━━━ DATA EXTRACT
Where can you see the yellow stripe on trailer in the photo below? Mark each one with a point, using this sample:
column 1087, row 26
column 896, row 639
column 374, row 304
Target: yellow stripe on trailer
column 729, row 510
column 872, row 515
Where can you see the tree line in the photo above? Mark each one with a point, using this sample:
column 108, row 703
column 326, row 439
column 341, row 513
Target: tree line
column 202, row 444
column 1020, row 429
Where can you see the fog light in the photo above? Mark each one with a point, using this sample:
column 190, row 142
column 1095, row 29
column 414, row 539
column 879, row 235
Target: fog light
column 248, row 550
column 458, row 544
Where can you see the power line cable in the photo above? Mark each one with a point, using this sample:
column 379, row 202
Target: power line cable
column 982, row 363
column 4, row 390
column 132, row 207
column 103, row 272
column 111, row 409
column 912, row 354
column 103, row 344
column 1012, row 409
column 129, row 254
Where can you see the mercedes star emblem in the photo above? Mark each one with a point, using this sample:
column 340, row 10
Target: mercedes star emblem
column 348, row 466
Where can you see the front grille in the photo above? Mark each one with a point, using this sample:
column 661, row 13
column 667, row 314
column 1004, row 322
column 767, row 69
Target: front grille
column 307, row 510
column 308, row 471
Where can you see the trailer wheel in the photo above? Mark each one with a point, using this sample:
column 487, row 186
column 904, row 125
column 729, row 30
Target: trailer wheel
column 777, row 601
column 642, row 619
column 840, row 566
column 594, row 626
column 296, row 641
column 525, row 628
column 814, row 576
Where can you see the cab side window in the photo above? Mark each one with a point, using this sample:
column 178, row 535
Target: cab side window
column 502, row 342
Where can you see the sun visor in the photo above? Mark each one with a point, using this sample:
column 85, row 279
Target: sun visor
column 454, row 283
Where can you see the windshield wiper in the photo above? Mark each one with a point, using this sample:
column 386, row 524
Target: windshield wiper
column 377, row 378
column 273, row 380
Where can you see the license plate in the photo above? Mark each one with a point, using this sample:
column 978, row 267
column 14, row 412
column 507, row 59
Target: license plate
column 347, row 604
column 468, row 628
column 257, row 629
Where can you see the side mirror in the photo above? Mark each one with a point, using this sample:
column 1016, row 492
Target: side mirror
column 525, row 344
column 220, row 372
━━━━━━
DIRECTIONS FOR THIS TASK - Would you please return all lines from the listing above that contain "sample"?

EXERCISE OUTPUT -
Where can you see the yellow stripe on trailer in the photo below? Mark each one with a point, using this sample:
Where can you see the tree line in the photo above? Mark each one with a point, using this sample:
Where can you see the fog light in the photo above? Mark each one with a point, using this sample:
Where can you see the power line cable in the photo above? Mark each one with a point, using this sample:
Where can you see the mercedes star emblem in the photo above? Mark each one with a point, using this sample:
Where can you see the front grille in the photo above? Mark each one with a point, using this sample:
Where can you see the trailer wheel in the photo above? Mark each one with a point, using this sample:
Where can you see the cab side window in the photo above? Mark each one with a point, using this sample:
Where can you see the sun visor in the photo above? Mark each one with a point, using this sample:
Where can you see the windshield wiper in the photo above? Mark each one with a point, using this sample:
Where can you see the license plate in the photo above? Mark each one with a point, using this sample:
Where can you see the side mirror in the photo above? Mark each one with a point, using this sample:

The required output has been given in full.